> _Job_: Copy the items from their first line through the line containing "590], [818, 783]]", swapping "largest disc" for "biggest circle" and keeping everything else unchanged. Leave the pictures out.

> _Material supplied_:

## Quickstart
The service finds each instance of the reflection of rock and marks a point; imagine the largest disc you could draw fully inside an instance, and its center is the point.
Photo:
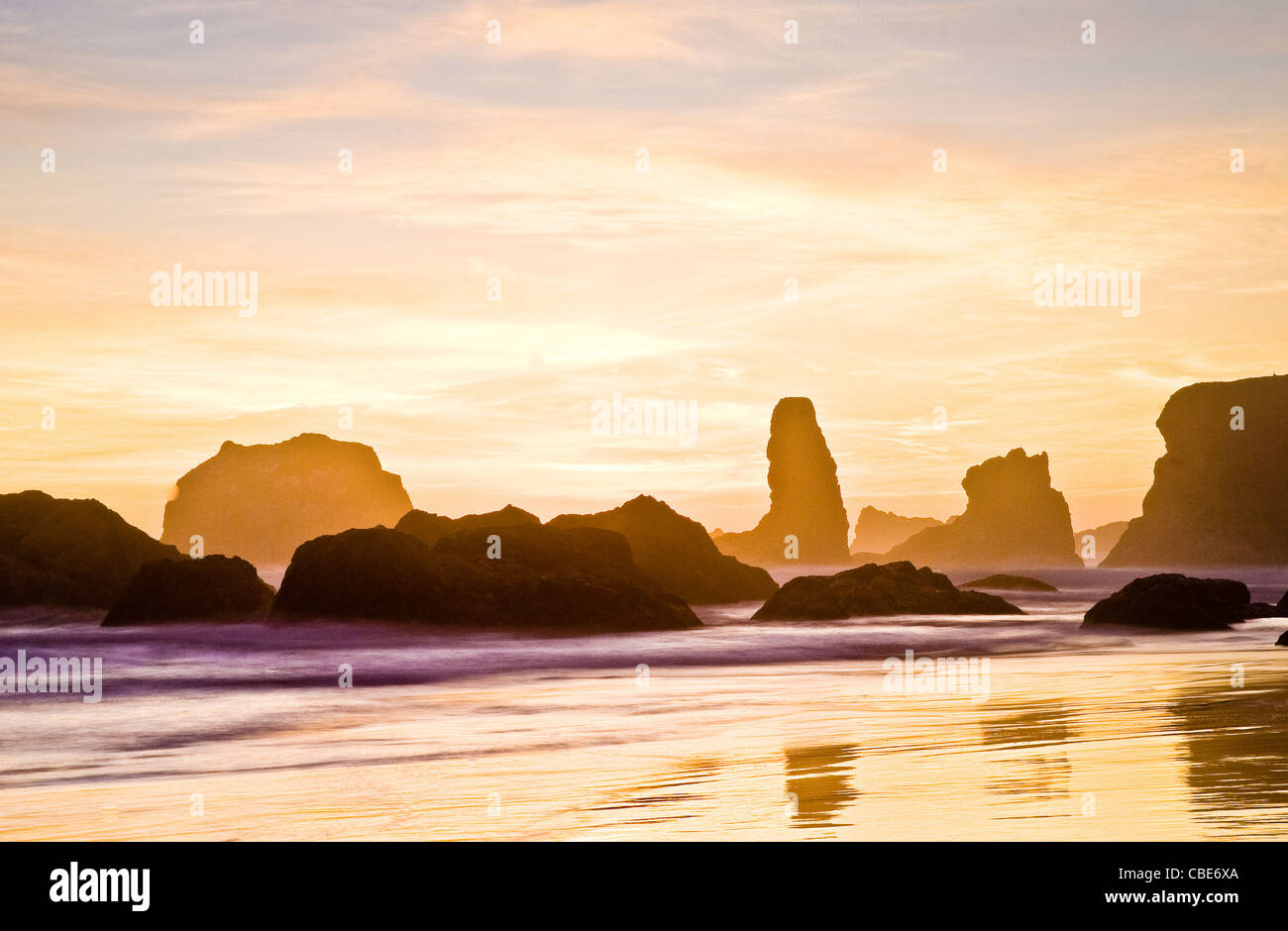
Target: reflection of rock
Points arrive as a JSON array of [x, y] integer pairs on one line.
[[677, 553], [804, 496], [880, 531], [433, 527], [1173, 601], [1031, 745], [262, 501], [1013, 518], [68, 553], [1104, 539], [1001, 582], [579, 578], [223, 587], [1220, 494], [877, 590], [818, 783]]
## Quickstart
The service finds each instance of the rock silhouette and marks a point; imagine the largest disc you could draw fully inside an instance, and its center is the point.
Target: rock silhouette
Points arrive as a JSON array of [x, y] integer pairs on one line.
[[879, 531], [214, 587], [677, 553], [262, 501], [430, 528], [1220, 494], [1003, 582], [1013, 518], [1173, 601], [581, 578], [877, 590], [804, 496], [1106, 537], [75, 553]]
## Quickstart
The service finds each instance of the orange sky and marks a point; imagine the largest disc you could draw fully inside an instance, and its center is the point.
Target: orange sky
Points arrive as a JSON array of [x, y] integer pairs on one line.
[[518, 161]]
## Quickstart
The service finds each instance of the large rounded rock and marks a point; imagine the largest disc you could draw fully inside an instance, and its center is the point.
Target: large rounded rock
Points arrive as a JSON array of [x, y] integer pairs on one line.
[[262, 501], [215, 587], [1173, 601], [677, 553], [877, 590]]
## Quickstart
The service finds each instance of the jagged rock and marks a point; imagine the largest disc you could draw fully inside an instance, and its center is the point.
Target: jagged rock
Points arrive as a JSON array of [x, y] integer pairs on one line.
[[804, 496], [430, 528], [1013, 518], [215, 587], [581, 578], [677, 553], [879, 531], [877, 590], [1104, 539], [75, 553], [262, 501], [1220, 494], [1003, 582], [1173, 601]]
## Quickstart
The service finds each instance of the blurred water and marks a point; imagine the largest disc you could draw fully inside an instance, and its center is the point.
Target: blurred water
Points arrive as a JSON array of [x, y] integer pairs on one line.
[[733, 730]]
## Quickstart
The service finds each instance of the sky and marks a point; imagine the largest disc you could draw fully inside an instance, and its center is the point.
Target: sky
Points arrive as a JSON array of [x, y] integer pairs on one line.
[[514, 168]]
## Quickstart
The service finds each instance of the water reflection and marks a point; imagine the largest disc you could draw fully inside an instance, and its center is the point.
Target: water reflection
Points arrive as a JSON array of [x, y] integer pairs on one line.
[[1236, 756], [1034, 762], [818, 784]]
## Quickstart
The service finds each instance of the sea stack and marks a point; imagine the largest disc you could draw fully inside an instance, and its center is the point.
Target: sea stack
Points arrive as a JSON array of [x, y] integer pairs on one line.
[[1220, 493], [804, 497], [1013, 518], [262, 501]]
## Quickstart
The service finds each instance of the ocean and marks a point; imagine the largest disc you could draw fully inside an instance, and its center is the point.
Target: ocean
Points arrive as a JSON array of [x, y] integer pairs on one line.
[[739, 730]]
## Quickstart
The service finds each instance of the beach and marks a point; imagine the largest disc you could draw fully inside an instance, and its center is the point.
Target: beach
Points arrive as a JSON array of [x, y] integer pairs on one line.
[[733, 732]]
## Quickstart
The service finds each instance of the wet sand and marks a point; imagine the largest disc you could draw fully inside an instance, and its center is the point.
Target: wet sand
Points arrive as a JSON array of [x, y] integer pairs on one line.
[[1149, 742]]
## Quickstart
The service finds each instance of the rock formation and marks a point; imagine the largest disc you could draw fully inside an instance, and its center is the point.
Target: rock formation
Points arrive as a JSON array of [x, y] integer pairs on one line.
[[430, 528], [880, 531], [215, 587], [1220, 493], [1001, 582], [877, 590], [1013, 518], [677, 553], [262, 501], [1104, 539], [804, 496], [580, 578], [1173, 601], [73, 553]]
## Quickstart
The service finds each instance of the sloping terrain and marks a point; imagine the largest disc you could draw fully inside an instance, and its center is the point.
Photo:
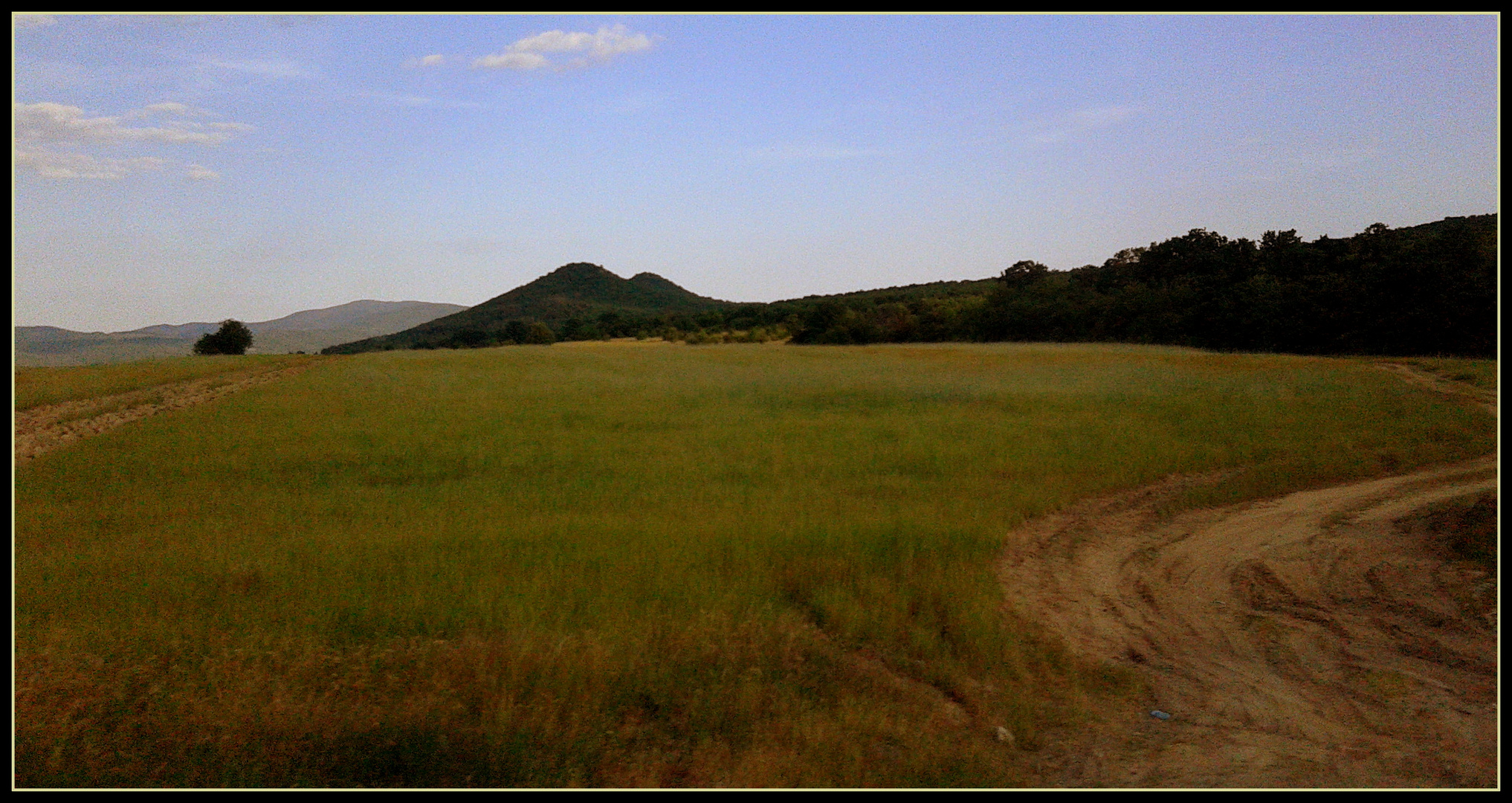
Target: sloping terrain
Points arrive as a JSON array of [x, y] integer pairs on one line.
[[578, 291], [42, 428], [1337, 637]]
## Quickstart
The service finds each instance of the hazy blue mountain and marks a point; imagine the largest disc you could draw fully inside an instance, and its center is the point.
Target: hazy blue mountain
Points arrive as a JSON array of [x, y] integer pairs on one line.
[[308, 332]]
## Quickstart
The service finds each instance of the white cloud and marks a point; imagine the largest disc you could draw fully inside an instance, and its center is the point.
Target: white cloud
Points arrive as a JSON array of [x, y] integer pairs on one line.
[[56, 123], [596, 49], [41, 126], [1082, 121], [273, 68], [513, 61], [80, 165], [168, 108], [23, 19], [200, 172]]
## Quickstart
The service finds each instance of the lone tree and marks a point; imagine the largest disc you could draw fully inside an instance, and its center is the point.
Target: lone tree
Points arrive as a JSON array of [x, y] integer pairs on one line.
[[232, 338]]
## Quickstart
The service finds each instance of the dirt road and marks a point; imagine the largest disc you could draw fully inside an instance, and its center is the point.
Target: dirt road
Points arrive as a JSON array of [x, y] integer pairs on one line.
[[41, 430], [1325, 639]]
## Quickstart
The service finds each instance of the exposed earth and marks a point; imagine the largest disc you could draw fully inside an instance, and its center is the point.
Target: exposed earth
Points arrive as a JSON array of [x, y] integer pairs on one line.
[[1325, 639], [1328, 639], [41, 430]]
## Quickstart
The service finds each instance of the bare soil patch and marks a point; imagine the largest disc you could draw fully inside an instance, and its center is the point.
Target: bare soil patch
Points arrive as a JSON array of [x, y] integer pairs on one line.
[[1325, 639], [41, 430]]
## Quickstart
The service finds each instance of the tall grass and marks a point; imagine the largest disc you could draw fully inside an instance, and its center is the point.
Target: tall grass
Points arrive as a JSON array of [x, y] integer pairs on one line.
[[750, 566], [38, 386]]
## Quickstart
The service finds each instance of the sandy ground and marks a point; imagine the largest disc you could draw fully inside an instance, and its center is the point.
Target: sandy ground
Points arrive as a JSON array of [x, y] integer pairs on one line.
[[41, 430], [1313, 640], [1301, 642]]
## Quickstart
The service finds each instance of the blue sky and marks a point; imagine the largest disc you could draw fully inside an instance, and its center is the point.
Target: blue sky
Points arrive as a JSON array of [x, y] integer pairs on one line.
[[197, 168]]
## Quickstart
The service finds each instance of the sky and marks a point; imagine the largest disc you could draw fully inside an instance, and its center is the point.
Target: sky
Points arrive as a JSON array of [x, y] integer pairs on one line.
[[196, 168]]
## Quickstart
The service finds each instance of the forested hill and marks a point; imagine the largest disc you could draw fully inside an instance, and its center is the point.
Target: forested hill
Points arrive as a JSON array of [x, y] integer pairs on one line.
[[554, 307], [1427, 289]]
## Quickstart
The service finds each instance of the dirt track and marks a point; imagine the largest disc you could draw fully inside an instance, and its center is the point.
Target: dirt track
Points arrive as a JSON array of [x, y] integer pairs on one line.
[[1301, 642], [41, 430]]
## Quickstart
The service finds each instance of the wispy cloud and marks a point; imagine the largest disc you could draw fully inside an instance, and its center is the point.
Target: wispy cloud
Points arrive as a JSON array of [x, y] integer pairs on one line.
[[80, 165], [23, 19], [271, 68], [529, 54], [390, 99], [55, 123], [1077, 123], [41, 129], [200, 172]]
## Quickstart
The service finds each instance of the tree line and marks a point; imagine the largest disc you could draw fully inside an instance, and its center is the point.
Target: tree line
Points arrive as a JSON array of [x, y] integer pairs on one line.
[[1428, 289]]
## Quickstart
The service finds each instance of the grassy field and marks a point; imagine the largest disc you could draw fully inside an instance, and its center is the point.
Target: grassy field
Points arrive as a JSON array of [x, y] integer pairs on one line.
[[38, 386], [616, 566]]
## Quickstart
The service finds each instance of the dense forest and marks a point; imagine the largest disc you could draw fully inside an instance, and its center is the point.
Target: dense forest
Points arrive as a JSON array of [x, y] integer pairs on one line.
[[1428, 289]]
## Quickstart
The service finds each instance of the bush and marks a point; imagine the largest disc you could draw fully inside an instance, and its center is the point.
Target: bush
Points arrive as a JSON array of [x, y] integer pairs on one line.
[[232, 338]]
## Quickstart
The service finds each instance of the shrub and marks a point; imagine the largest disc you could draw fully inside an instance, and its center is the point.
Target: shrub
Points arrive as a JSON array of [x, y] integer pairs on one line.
[[232, 338]]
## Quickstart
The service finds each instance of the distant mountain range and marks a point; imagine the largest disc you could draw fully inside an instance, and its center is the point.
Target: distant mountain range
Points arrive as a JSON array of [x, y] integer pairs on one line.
[[572, 292], [308, 332]]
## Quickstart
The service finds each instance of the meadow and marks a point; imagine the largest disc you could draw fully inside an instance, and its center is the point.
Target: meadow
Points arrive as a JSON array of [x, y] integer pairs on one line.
[[628, 564]]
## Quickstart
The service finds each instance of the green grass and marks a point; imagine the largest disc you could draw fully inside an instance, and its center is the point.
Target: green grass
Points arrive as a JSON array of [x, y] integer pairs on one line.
[[38, 386], [1481, 374], [757, 566]]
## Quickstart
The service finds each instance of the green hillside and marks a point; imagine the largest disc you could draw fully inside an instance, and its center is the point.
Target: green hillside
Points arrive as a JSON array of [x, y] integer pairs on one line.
[[572, 292]]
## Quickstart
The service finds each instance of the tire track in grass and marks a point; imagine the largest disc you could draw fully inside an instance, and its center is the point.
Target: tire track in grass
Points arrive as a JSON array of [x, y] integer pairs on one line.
[[46, 428]]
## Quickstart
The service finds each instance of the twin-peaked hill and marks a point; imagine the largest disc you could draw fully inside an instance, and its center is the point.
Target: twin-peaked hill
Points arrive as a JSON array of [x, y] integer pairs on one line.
[[572, 292]]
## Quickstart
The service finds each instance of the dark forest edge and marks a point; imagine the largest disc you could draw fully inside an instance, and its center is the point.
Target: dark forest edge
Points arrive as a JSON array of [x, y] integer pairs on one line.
[[1418, 291]]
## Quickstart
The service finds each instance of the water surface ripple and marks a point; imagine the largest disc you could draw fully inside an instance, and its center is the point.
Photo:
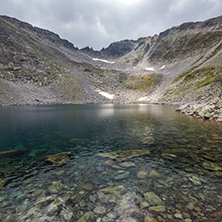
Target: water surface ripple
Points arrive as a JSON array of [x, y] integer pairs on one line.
[[108, 163]]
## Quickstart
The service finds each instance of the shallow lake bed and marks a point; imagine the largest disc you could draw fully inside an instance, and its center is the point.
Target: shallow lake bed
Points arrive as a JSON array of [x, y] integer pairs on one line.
[[115, 163]]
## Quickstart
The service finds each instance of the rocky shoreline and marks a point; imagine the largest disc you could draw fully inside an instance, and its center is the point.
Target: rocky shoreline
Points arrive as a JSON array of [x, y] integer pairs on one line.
[[211, 110]]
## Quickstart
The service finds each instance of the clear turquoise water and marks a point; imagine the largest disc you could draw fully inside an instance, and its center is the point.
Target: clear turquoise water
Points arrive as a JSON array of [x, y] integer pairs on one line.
[[186, 152]]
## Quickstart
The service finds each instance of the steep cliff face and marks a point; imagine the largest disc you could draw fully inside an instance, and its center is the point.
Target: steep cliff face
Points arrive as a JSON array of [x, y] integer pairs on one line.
[[181, 64], [189, 56]]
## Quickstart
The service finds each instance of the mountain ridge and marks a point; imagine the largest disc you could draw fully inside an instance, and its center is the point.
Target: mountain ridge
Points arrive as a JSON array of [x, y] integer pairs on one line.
[[178, 65]]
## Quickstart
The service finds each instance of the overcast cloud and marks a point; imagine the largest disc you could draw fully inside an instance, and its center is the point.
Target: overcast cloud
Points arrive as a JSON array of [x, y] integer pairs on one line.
[[97, 23]]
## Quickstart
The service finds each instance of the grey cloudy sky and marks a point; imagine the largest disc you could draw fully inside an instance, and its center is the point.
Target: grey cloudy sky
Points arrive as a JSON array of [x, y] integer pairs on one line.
[[97, 23]]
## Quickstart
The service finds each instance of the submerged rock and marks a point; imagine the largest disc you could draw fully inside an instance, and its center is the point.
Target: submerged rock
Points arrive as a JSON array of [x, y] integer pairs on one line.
[[127, 164], [212, 166], [58, 158], [125, 154], [153, 199], [141, 174], [15, 152]]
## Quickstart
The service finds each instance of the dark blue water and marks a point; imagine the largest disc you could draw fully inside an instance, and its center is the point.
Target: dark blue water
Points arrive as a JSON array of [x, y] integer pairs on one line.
[[183, 167]]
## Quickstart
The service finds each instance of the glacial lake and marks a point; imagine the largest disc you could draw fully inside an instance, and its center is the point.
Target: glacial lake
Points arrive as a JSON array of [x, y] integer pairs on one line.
[[106, 162]]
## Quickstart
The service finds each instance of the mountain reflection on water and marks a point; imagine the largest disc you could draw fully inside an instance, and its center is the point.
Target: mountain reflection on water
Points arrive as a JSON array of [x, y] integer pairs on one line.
[[116, 163]]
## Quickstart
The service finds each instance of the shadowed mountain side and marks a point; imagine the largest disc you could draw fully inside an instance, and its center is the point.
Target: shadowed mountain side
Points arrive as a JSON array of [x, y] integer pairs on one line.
[[181, 64]]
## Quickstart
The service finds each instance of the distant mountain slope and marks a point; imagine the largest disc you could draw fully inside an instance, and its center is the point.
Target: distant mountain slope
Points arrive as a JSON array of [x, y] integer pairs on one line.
[[181, 64]]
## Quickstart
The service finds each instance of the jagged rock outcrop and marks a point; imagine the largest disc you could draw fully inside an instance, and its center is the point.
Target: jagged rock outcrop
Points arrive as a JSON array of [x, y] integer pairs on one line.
[[181, 64]]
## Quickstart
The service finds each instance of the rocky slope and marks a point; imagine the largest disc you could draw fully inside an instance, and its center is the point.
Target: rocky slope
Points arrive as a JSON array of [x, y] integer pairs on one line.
[[181, 64]]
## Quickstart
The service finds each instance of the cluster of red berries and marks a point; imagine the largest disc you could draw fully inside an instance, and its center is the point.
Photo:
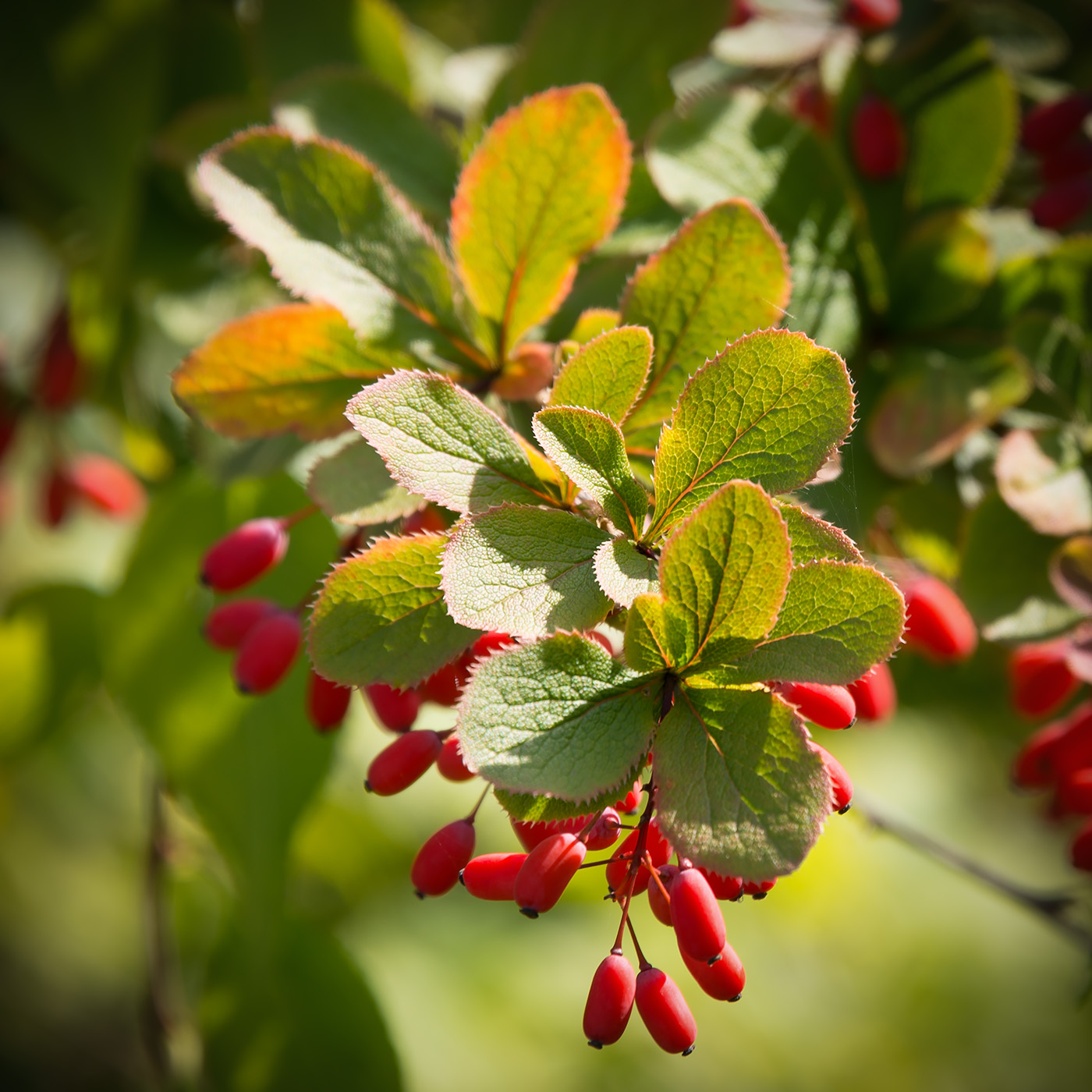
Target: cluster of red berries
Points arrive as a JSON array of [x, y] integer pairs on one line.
[[1057, 756], [94, 480], [264, 636], [1054, 133]]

> _Result_:
## Quickstart
The service finds each instance of the reflection of rock and marks a point; imagine the biggest circle you could draw fully inside an instance, and its center is the point.
Photo:
Target: reflection of rock
Points arrive as a JSON array of [x, y] integer pairs on one line.
[[677, 553], [804, 496], [880, 531], [433, 527], [1173, 601], [1031, 745], [262, 501], [1013, 518], [68, 553], [1104, 539], [1001, 582], [579, 578], [223, 587], [1220, 494], [877, 590], [818, 783]]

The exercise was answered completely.